_Your task_:
Print the records exactly as given.

***** Given data

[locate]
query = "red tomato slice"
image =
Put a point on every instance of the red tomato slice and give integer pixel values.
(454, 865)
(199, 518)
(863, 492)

**********

_Answer to this exercise_:
[locate]
query = "red tomato slice"
image =
Put a point on every instance of the red tomato slice and give integer pixel values.
(454, 865)
(199, 518)
(863, 492)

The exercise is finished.